#### TASK TO CARRY OUT
Could you copy the records below word for word, with nothing changed?

#### DATA LISTING
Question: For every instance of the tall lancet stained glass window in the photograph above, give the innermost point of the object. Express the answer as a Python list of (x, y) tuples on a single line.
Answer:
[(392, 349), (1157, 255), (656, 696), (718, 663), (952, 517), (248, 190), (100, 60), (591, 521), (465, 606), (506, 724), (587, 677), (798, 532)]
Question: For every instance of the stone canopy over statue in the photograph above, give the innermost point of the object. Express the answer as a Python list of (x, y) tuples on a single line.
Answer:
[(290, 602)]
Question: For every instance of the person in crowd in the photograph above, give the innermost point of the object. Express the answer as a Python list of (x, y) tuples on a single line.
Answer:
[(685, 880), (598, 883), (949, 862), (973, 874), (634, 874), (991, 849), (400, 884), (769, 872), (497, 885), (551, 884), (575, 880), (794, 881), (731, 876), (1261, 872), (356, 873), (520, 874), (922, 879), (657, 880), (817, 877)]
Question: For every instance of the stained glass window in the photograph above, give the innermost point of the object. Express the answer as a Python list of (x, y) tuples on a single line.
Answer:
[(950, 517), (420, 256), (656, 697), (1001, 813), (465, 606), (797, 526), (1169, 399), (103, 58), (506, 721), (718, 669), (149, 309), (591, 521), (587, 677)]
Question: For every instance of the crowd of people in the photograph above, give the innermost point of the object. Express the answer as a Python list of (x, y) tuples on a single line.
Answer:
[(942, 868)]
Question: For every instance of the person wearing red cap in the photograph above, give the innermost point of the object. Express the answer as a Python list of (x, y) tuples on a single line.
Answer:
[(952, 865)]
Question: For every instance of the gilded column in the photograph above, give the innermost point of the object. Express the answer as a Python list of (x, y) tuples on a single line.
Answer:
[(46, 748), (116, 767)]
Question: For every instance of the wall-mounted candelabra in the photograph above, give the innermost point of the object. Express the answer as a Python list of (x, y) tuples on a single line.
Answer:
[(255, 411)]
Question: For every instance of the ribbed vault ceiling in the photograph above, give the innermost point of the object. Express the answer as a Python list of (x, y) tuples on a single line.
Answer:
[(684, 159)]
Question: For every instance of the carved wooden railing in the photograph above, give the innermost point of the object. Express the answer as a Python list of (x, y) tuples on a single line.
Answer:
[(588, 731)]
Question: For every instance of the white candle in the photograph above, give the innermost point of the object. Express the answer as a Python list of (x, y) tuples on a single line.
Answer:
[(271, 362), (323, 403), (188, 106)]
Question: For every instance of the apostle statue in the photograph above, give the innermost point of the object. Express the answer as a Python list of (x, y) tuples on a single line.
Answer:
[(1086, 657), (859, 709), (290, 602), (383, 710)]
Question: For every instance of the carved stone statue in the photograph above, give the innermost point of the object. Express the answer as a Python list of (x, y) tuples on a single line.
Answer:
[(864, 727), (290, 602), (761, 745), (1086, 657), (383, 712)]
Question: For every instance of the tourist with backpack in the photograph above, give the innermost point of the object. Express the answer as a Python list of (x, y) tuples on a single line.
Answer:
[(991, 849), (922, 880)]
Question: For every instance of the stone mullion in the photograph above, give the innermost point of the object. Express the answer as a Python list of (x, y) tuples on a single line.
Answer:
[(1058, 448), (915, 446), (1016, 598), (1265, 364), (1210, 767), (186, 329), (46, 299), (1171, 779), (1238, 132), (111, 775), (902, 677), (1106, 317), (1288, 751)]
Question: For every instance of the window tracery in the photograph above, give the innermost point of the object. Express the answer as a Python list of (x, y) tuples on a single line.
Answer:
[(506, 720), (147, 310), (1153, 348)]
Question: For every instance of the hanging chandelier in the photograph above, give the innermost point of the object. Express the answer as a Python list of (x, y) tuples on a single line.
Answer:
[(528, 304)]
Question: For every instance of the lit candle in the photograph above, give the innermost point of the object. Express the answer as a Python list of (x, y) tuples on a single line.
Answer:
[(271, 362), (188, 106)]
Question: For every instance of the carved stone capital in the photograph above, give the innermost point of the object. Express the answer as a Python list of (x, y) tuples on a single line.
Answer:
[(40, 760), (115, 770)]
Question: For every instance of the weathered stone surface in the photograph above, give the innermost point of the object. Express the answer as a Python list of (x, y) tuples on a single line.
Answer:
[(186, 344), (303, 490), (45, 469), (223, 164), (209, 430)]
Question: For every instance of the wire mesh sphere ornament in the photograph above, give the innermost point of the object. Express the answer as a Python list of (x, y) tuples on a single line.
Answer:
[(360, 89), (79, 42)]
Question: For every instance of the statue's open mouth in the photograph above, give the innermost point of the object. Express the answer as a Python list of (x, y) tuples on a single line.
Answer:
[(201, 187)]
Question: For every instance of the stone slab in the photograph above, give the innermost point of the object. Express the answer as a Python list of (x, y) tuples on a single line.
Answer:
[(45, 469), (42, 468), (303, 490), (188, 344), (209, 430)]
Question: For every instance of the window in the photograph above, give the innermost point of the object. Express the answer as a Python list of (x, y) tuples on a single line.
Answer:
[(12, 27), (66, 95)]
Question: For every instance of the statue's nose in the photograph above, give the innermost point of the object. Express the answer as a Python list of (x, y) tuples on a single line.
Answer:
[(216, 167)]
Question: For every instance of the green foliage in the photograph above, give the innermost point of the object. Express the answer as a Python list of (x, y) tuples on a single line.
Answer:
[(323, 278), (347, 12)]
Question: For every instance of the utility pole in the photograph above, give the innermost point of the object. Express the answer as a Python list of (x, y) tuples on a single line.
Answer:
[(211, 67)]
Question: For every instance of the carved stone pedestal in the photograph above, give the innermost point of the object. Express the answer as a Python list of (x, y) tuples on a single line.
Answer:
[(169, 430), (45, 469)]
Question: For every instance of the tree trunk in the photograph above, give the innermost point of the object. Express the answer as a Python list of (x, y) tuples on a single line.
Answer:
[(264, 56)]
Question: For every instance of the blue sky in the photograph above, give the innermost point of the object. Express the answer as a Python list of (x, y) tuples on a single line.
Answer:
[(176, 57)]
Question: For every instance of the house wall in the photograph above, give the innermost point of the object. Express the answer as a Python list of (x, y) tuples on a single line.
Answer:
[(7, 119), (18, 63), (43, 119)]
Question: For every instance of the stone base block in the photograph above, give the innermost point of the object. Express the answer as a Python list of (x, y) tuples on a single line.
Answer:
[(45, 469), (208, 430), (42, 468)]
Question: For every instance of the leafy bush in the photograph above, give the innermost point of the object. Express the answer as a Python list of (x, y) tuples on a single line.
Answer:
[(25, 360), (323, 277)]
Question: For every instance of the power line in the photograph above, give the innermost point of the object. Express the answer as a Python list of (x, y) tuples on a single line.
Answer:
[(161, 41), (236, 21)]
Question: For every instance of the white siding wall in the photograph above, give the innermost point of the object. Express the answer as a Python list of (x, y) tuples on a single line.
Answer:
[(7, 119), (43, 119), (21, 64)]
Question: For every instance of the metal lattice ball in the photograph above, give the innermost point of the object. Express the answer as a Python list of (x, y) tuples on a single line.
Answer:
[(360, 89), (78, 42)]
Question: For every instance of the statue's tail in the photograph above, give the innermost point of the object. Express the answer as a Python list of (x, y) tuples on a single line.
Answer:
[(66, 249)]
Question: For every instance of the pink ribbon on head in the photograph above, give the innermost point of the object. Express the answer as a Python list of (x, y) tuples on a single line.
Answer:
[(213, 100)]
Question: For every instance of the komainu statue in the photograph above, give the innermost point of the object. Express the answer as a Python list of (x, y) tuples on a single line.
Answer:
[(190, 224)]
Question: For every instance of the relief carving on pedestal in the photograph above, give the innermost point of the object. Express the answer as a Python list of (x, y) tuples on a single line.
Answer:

#### PROBLEM SOLUTION
Question: For every instance of the tall lancet stained glass window in the photograph above, give the innermost point of the object. Express the answer as a Python list of (x, y) tuples on a single line.
Answer:
[(392, 349), (1157, 255), (656, 696), (718, 663), (952, 517), (248, 190), (100, 60), (591, 521), (465, 606), (506, 724), (587, 677), (798, 532)]
Question: For every instance of the stone canopy over statue in the photograph above, give the innermost point of the object. Express the answer as a Python list of (x, y) tuples on a single line.
Answer:
[(290, 602)]
Question: For every instance of the person in crowd in the photograph above, give the innermost point of the object. Express the answer as a Python list of (x, y) tuples on a single line.
Answer:
[(685, 880), (598, 883), (949, 862), (973, 874), (634, 874), (991, 849), (400, 884), (769, 872), (497, 885), (551, 884), (575, 880), (794, 881), (731, 876), (1261, 872), (356, 873), (520, 874), (922, 879), (657, 880), (817, 877)]
Question: For every instance of the stained glass window in the photograph above, give the innermost point of the object. Express the answer as a Python list of (x, y) tuples on a single line.
Answer:
[(950, 517), (420, 256), (656, 697), (1001, 813), (465, 606), (797, 526), (1169, 399), (103, 58), (506, 721), (718, 669), (149, 309), (591, 521), (587, 677)]
Question: For every instance of the crowd of people in the photograph above, give the innermost point of the object. Express the answer as a Python list of (x, y) tuples on a single line.
Answer:
[(942, 868)]
Question: For every instance of the person wearing red cap in the photograph above, give the innermost point of the object. Express the answer as a Python list of (x, y) tuples on a single line.
Answer:
[(952, 865)]
Question: For every instance of the gilded column in the photograph above, give the innermost point of the object. Express the answer as a Python list of (x, y) tuples on a single line.
Answer:
[(46, 748), (116, 767)]
Question: For every instance of the wall-mounted candelabra in the photograph above, give the innermost point of the object. Express the answer as a Python list of (x, y) tuples on a single line.
Answer:
[(255, 411)]
Question: For every instance of the ribbed vault ceiling in the photograph above, give the innermost point of the object. Express the answer as a Python list of (x, y) tuples on a single line.
Answer:
[(684, 159)]
Question: For every instance of the carved wooden railing in the photograph above, give the innermost point of the object. Express the answer as a Python list of (x, y) tuples on a single line.
Answer:
[(588, 731)]
Question: For every instance of the white candle in the photograph above, give the innermost point of the object. Express the answer as a Python list of (x, y) tuples on a single line.
Answer:
[(271, 362), (323, 403), (188, 106)]
Question: For every instance of the apostle statue in the photograph above, give the innermost point of the object. Express the answer as a Python list of (x, y) tuples on a single line.
Answer:
[(1086, 657), (859, 709), (290, 602), (383, 710)]
Question: For every instance of the carved stone statue in the photograph above, give the innermost point of the object. Express the answer as a Python list of (x, y) tuples on a single line.
Answer:
[(864, 727), (290, 602), (761, 745), (1086, 657), (383, 712)]
Question: For every instance of the tourist with backpack in the photograph above, give the innermost point of the object. Express the answer as a Python list of (x, y) tuples on a single line.
Answer:
[(991, 849), (922, 880)]
Question: For every instance of the stone mullion in the photograph above, give the innermost point of the object. Express the answer as a Python list of (x, y) tuples on a single line.
Answer:
[(1058, 448), (915, 446), (1016, 598), (1265, 364), (1210, 767), (186, 329), (46, 299), (1171, 779), (1238, 132), (111, 775), (902, 677), (1106, 317), (1288, 751)]
Question: For every instance of the window tracery in the photograph above, give the innermost point of the object. Express the answer as a Python list of (x, y) tuples on a single line.
Answer:
[(506, 720), (147, 310), (1153, 348)]
Question: For every instance of the hanging chandelier in the photograph above, give the innermost point of the object. Express the answer as a Python list of (x, y) tuples on a single line.
Answer:
[(528, 304)]
Question: For every instance of the lit candle in the photograph above, give the innermost point of the object. Express the answer as a Python list of (x, y) tuples on a single line.
Answer:
[(271, 362), (188, 106)]
Question: For every instance of the carved stone capital in the photograph above, give the innermost point of the object. Express the answer as a Python list of (x, y) tuples on a single line.
Answer:
[(40, 760), (115, 770)]
Question: For every instance of the weathered stone surface in the photograph above, give the innermost point of the object. Express the answer as a Python list of (x, y) tuples on a single line.
Answer:
[(186, 344), (303, 490), (45, 469), (223, 164), (209, 430)]
Question: For every instance of the wire mesh sphere ornament in the photograph above, give the innermost point of the object. Express the answer as a Python list of (x, y) tuples on a single line.
Answer:
[(360, 89), (79, 42)]
Question: For every instance of the statue's open mouth in the photograph above, give the innermost point of the object. Express the answer as a Python list of (x, y) tuples on a single line.
Answer:
[(201, 187)]
Question: For every instance of the stone slab in the photograph above, give the innermost point of the object. Express the answer as a Python list of (x, y) tuples on a single line.
Answer:
[(45, 469), (42, 468), (303, 490), (188, 344), (209, 430)]
Question: For every instance of the window in the photograph above, give the innermost point of the object. Express the answer as a Python list of (x, y) tuples on a single line.
Answer:
[(12, 27), (66, 95)]
Question: For every instance of the statue's nose in the photograph above, give the innermost point of the object. Express the answer as a Python list of (x, y) tuples on a single line.
Answer:
[(216, 167)]
Question: For every instance of the green foliage in the photograph above, give the innermost point of the object. Express the answer as a Python list of (x, y) tuples on a single line.
Answer:
[(323, 278), (347, 12)]
Question: For every instance of the utility pole in the photograph above, give the innermost point of the object. Express the answer as a Python list of (x, y) tuples on a single line.
Answer:
[(211, 67)]
Question: For every instance of the carved stone pedestal in the photograph above, give the innermost point of the object. Express the answer as a Python list of (x, y) tuples on a single line.
Answer:
[(169, 430), (45, 469)]
Question: For every instance of the tree trunk in the photograph above, give the innermost point of the object. Express the answer as a Python list of (x, y) tuples on a single line.
Answer:
[(264, 56)]
Question: For every instance of the blue sky in the photograph above, give the innermost point of the object. Express the answer as a Python list of (x, y) tuples on a single line.
Answer:
[(176, 57)]
Question: For every instance of the house wall in the photograph above, give the innermost point of the object. Express the answer as a Python list of (x, y) tuples on a single line.
Answer:
[(7, 119), (18, 63), (43, 119)]
Question: For every instance of the stone base block in the photograph above, give the innermost point of the object. Express the answer as a Python list of (x, y) tuples on a single line.
Answer:
[(45, 469), (208, 430), (42, 468)]
Question: For every instance of the leafy bush in the photograph above, give the innermost point of the object. Express the answer as a Python list of (x, y) tuples on a single line.
Answer:
[(25, 360), (323, 277)]
Question: For every instance of the power line in the photograph above, give the innermost point of the object. Express the answer as a Python list of (x, y) tuples on a single line.
Answer:
[(161, 41), (236, 21)]
Question: For every instance of the white siding wall in the photograph above, give the innermost point of the object. Express the answer as a Python list of (x, y) tuples on a single line.
Answer:
[(7, 119), (43, 119), (21, 64)]
Question: For every instance of the metal lattice ball in the photograph above, give the innermost point of the object. Express the answer as a Python list of (x, y) tuples on a single line.
Answer:
[(360, 89), (78, 42)]
Question: For every instance of the statue's tail in the photograph above, give the innermost point of the object. Express the answer as a Python list of (x, y) tuples on a single line.
Answer:
[(66, 249)]
Question: For every instance of the pink ribbon on head in the photograph above, give the innermost point of the object. Express the answer as a Python list of (x, y) tuples on a single line.
Answer:
[(213, 100)]
Question: For every instance of the komainu statue in the photograph above, give the innermost point of the object. Express the answer as a Python list of (x, y) tuples on a single line.
Answer:
[(190, 224)]
Question: For every instance of the relief carving on pedestal in the photograph above, give the innermost point of the object. Express the answer as a Python list of (x, y) tuples on a single line.
Answer:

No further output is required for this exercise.